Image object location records
■ ■ ■

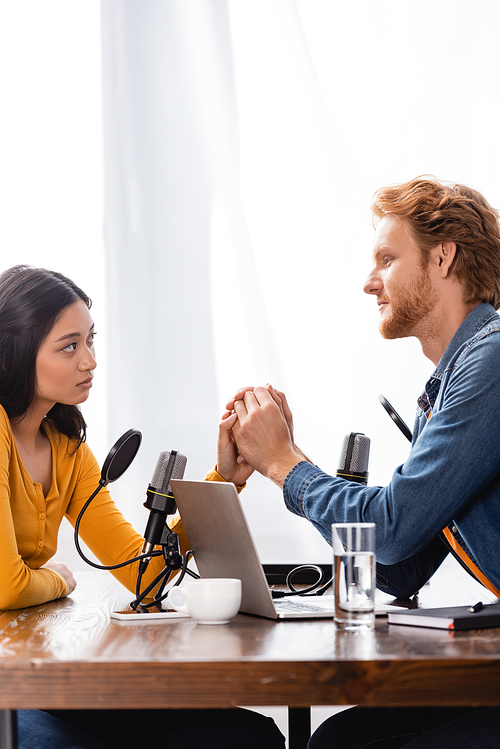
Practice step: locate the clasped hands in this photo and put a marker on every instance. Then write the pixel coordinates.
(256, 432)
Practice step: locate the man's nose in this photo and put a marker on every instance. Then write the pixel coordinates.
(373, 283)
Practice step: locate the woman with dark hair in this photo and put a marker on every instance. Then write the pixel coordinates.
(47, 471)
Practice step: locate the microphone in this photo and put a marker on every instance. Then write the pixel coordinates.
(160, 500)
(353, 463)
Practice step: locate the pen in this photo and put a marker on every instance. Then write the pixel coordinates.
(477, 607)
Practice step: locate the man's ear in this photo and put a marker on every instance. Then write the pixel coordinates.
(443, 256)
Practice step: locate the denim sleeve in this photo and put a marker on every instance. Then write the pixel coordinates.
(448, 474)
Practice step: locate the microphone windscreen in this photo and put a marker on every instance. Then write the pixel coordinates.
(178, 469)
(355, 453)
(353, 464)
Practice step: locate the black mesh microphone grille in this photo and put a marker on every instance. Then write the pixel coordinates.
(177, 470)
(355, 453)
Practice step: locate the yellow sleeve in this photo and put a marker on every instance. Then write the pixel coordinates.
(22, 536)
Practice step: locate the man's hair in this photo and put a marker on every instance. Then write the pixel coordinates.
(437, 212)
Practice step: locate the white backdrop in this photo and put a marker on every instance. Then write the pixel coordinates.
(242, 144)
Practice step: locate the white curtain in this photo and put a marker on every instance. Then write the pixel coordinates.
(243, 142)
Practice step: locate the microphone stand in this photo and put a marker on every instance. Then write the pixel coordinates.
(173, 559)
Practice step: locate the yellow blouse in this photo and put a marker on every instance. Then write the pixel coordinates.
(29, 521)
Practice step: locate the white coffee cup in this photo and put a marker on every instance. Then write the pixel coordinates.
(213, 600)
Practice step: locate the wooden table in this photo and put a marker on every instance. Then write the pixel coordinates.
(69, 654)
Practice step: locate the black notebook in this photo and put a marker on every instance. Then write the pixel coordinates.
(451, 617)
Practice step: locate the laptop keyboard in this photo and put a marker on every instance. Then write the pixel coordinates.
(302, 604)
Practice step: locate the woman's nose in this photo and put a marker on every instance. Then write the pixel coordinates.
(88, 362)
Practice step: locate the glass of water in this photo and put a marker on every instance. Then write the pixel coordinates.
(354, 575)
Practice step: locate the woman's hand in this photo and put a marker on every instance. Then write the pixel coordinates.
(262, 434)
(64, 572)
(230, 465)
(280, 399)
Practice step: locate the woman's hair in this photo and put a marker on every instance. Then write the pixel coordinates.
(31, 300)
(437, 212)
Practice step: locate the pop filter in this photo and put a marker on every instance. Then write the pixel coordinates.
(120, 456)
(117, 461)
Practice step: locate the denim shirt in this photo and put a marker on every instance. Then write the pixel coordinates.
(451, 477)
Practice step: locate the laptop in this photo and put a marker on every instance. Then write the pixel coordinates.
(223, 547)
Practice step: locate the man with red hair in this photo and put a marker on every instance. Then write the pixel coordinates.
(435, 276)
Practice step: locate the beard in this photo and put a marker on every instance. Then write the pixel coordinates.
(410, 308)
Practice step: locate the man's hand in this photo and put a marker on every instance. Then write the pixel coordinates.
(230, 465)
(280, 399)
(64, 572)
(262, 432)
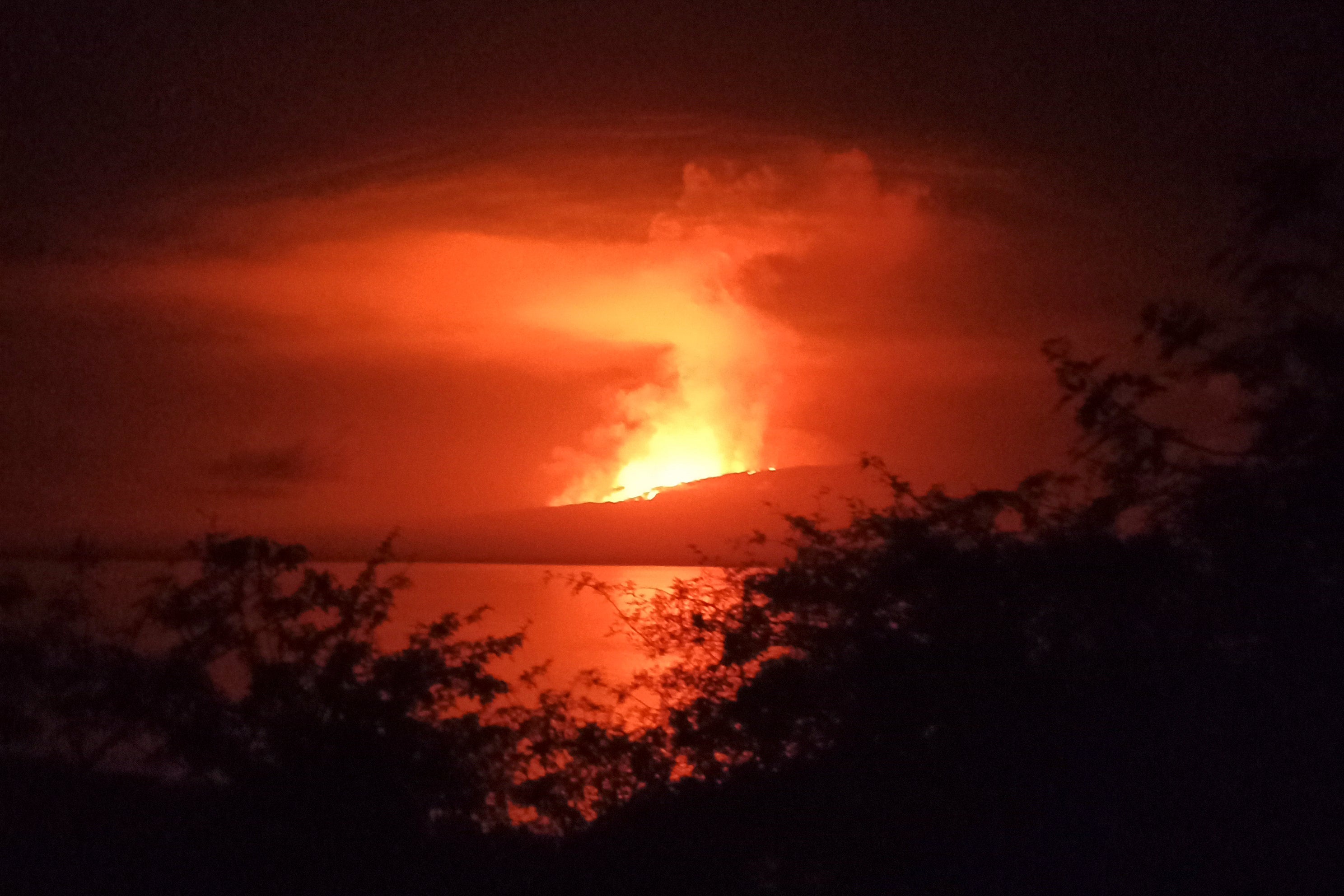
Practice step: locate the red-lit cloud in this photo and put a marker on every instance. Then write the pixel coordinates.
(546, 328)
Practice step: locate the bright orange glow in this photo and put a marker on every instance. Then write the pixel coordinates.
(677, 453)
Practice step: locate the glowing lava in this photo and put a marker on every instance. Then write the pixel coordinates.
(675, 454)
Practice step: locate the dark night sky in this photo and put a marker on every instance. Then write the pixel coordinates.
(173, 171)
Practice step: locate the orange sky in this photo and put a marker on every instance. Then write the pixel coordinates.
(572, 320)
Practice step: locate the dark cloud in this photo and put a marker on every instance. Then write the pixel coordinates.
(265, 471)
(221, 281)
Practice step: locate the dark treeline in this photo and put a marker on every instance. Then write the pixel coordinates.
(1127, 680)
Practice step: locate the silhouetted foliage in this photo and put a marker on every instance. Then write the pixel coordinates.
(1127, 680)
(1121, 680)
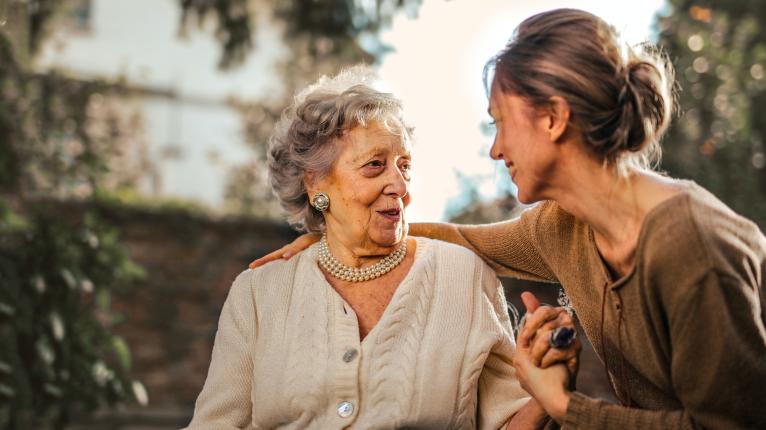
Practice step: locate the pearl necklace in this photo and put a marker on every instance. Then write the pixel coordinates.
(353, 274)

■ ■ ■

Put every line of the records above into a JSON list of strings, one string per line, skipping blank lines and leaving out the picture lines.

### RESULT FOR THIS TASK
[
  "Practice step: locate the clasped hands in this photo and put a marker on every instance. Then write the pixel coordinates.",
  "(256, 432)",
  "Practice step: locate the man's nose in this photo and put a marker on every instance. Then write the pixel coordinates.",
  "(373, 283)",
  "Practice step: locate the woman with dark hair in this photo and put a marker on every instance. Then write the pixel coordinates.",
  "(47, 471)",
  "Practice step: locate the microphone in this photo and put a marker on every instance. Then write the pixel coordinates.",
  "(160, 500)",
  "(353, 463)",
  "Practice step: locate the pen in this photo and put a marker on every instance. Then write the pixel coordinates.",
  "(477, 607)",
  "Practice step: locate the man's ear in this photo and put a marker on every instance. Then write the pixel coordinates.",
  "(443, 256)",
  "Practice step: locate the denim sleeve in this photo and put a marker on every instance. Then write the pixel coordinates.",
  "(448, 474)",
  "Practice step: locate the microphone windscreen in this photo and put a marker on every instance. Then write the pixel coordinates.",
  "(178, 469)",
  "(355, 453)",
  "(353, 464)",
  "Practice step: locate the black mesh microphone grille in this photo and put a marker on every instance. Then write the pixel coordinates.",
  "(177, 470)",
  "(355, 453)",
  "Practice step: locate the yellow sleeve in this photo and put a marker on every instance. Then write the pixel coordinates.",
  "(22, 536)",
  "Practice step: locate the man's hair in this photo and put a marker on every instance. Then write the pixel coordinates.",
  "(437, 212)",
  "Practice step: locate the white backdrop in this photo and put a marker on every instance. Then write the pixel coordinates.",
  "(242, 144)",
  "Practice step: locate the white curtain in this photo and put a marker on every instance. Then write the pixel coordinates.",
  "(243, 142)",
  "Practice step: locate the microphone stand in this photo and put a marker on every instance. Then write the pixel coordinates.",
  "(173, 559)",
  "Practice step: locate the yellow blouse in this photo and put a marker on every instance. Then write the pixel coordinates.",
  "(29, 521)",
  "Practice step: locate the white coffee cup in this photo and put a marker on every instance. Then write the pixel coordinates.",
  "(213, 600)",
  "Practice step: locate the wooden table in this photo and put a marker on every instance. Then write the pixel coordinates.",
  "(69, 654)",
  "Practice step: locate the black notebook in this photo and put a marker on every instance. Then write the pixel coordinates.",
  "(451, 617)",
  "Practice step: locate the laptop keyboard in this photo and put a marker on every instance. Then write the pixel coordinates.",
  "(302, 604)",
  "Practice step: locate the woman's nose in this photo and put a marker on every instance. Then write the pixel coordinates.",
  "(88, 362)",
  "Practice step: locate the glass of water in this photo and put a marker on every instance. Then write the pixel coordinates.",
  "(354, 575)",
  "Practice step: locate the woman's hand in this photo and put a marker on every instance. Then write the pixel coordinates.",
  "(262, 434)",
  "(64, 572)",
  "(230, 465)",
  "(280, 399)",
  "Practice step: locate the woman's hair in this photo and put a marker on every instance. Then write the pixel coordinates.",
  "(31, 300)",
  "(437, 212)",
  "Practice step: locate the pop filter in this photo and put a marker on every instance. Then write the pixel coordinates.",
  "(120, 456)",
  "(117, 461)",
  "Practice step: locate the denim shirt in this photo and put a marker on every instance. Then write the pixel coordinates.",
  "(451, 477)",
  "Practice step: locate the laptop in this photo and put a marker on every instance. Then write the pixel coordinates.",
  "(223, 547)",
  "Practice step: locate the man with red hair in this photo and put a marker on every instance. Then write the pixel coordinates.",
  "(435, 276)",
  "Practice step: locate the beard in this photo and put a marker on every instance. Then write the pixel coordinates.",
  "(410, 308)",
  "Practice step: locate the man's hand in this photo and put a marker on every instance. Then write the pixel coordinates.",
  "(230, 465)",
  "(280, 399)",
  "(64, 572)",
  "(262, 432)",
  "Practice step: locate the red-lit cloud in this photo and put a marker on every instance. Then write the pixel coordinates.",
  "(546, 328)",
  "Practice step: locate the bright orange glow in this photo and put a marker on every instance. Then write the pixel coordinates.",
  "(677, 453)",
  "Practice step: locate the glowing lava in this photo and put a marker on every instance. Then write the pixel coordinates.",
  "(675, 454)",
  "Practice step: locate the dark night sky in this photo and put a marker on every instance. Then write the pixel coordinates.",
  "(173, 171)",
  "Practice step: locate the orange sky in this photo and put a marker on every instance. Then write the pixel coordinates.",
  "(572, 320)",
  "Practice step: locate the dark cloud in this photo and put a marker on every instance. Then write the pixel coordinates.",
  "(265, 471)",
  "(221, 281)",
  "Practice step: locate the dark treeline in this photo and put a marker on every instance. Then write the pixel coordinates.",
  "(1127, 680)",
  "Practice step: locate the silhouetted foliage in this photo and put a marker on every instance. Then write the pixel coordinates.",
  "(1127, 680)",
  "(1121, 680)",
  "Practice step: locate the pearl necklace in this photo and put a marker on every instance. Then write the pixel coordinates.",
  "(353, 274)"
]